### Work request
Repeat all of the entries, please, keeping each line exact.

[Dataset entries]
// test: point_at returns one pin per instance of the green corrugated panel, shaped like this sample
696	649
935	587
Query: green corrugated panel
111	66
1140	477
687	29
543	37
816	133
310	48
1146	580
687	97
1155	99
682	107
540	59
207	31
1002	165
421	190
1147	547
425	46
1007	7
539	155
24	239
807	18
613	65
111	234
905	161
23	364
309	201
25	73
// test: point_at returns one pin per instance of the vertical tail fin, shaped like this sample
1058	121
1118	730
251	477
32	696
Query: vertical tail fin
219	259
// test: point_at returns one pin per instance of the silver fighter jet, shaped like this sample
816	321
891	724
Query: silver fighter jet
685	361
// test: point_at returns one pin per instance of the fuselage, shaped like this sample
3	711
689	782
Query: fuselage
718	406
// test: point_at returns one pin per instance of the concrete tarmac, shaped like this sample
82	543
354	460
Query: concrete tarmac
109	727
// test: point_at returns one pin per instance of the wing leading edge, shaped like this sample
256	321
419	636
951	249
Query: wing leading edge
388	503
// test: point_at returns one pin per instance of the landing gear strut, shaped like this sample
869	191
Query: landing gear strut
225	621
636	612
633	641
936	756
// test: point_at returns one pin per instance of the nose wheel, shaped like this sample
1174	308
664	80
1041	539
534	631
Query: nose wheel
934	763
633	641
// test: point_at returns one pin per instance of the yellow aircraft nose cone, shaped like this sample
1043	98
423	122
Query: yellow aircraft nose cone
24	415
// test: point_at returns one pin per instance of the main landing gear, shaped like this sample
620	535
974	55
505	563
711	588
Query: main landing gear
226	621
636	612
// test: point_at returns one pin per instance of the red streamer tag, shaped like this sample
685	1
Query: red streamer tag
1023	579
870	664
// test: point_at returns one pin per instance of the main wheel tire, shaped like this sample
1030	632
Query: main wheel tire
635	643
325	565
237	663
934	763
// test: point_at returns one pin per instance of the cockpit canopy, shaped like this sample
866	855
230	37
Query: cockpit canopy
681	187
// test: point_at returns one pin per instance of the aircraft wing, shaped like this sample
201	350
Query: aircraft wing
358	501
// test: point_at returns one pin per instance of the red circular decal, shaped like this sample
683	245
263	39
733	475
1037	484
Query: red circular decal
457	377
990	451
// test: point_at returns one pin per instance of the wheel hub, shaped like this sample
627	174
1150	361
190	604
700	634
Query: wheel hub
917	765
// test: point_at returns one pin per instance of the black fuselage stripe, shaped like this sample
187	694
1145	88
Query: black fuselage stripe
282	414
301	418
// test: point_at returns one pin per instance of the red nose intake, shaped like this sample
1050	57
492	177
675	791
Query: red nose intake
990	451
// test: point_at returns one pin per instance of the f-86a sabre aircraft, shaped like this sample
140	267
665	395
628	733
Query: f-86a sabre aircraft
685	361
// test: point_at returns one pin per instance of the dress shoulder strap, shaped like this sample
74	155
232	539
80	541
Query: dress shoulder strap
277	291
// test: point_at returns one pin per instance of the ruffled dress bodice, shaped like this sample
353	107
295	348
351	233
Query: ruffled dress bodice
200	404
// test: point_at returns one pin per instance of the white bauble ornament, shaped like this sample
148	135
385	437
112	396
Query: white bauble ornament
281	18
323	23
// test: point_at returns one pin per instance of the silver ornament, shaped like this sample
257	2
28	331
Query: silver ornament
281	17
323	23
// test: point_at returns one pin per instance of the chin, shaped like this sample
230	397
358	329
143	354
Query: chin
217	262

### Response area
// test: point_at returns one pin per instance of the green corrugated panel, shaped like this sample
696	649
935	587
Query: green corrugated panel
111	66
1140	477
687	29
543	37
816	133
310	48
1146	580
687	97
1155	99
682	107
540	59
207	31
1002	165
421	190
1147	547
425	46
1007	7
539	155
24	239
807	18
613	65
111	234
905	161
23	364
309	201
25	73
// test: point_at returns one pin per instance of the vertical tail fin, shaped like this sample
1058	121
1118	730
251	477
32	696
Query: vertical tail fin
219	259
// test: point_at returns one pin per instance of the silver fighter jet, shaped like this sample
816	321
891	724
Query: silver fighter jet
685	361
// test: point_at returns one pin per instance of the fuselage, shaped like this sample
3	711
689	782
Query: fuselage
718	406
// test: point_at returns one pin per instance of the concrete tarmac, shaped like this sample
82	543
354	460
Query: concrete tarmac
109	727
// test: point_at returns one pin per instance of the wing leading edge, shaped like this sample
256	321
419	636
951	249
Query: wing leading edge
388	503
// test: point_at returns one pin per instance of the landing gear strut, shaped like this sample
869	191
Query: landing gear strut
225	621
636	612
633	641
936	756
// test: point_at returns one pin per instance of the nose wheel, shaped like this sample
1174	308
664	80
1041	539
534	631
Query: nose wheel
934	763
633	641
// test: point_at returns one pin per instance of the yellow aircraft nose cone, shaped like this sample
1043	98
423	122
Query: yellow aircraft nose cone
24	415
// test: point_at returns one pin per instance of the main landing gear, shaped like this sample
620	535
974	55
505	563
711	588
Query: main landing gear
226	621
636	612
// test: point_at returns one pin per instance of the red streamer tag, shaped like this sample
685	1
Query: red streamer tag
1023	579
870	664
// test: point_at returns one pin per instance of the main wheel tire, shaped like this sample
1030	632
Query: main wheel tire
635	643
325	565
237	663
934	763
// test: point_at returns one pin per instance of the cockpit canopy, shaped like this sample
866	855
230	37
Query: cockpit canopy
681	187
// test: point_at returns one pin per instance of the aircraft wing, shaped like this sample
201	350
Query: aircraft wing
358	501
// test: point_at returns one pin per instance of the red circular decal, shaped like this sample
683	245
263	39
733	475
1037	484
Query: red circular decal
457	377
990	451
// test: point_at returns one pin per instance of the wheel hub, shaped like this sample
627	174
1150	361
190	604
700	634
Query: wheel hub
917	765
// test: point_at returns one pin per instance of the black fuselage stripe, shaped like this sample
187	694
1145	88
Query: black fuselage stripe
282	414
301	418
// test: point_at returns one pin per instance of the red nose intake, shaped like this sample
1050	57
492	177
675	791
Query: red nose intake
990	451
// test: point_at returns one pin per instance of the f-86a sabre aircraft, shaped like this sample
140	267
665	395
628	733
Query: f-86a sabre aircraft
685	361
// test: point_at returns one pin per instance of the dress shoulder strap, shaped like this sample
74	155
232	539
80	541
Query: dress shoulder strap
277	291
// test: point_at returns one pin per instance of the ruffled dress bodice, shaped like this sample
353	107
295	348
351	233
Query: ruffled dress bodice
200	404
// test: point_at returns one pin per instance of the white bauble ornament, shaped like this sample
148	135
385	437
112	396
Query: white bauble ornament
281	18
323	23
// test: point_at returns one pin per instance of the silver ornament, shaped like this sample
257	2
28	331
Query: silver ornament
281	17
323	23
// test: point_at returns one pin per instance of the chin, shaped like this sample
230	397
358	329
143	354
Query: chin
217	262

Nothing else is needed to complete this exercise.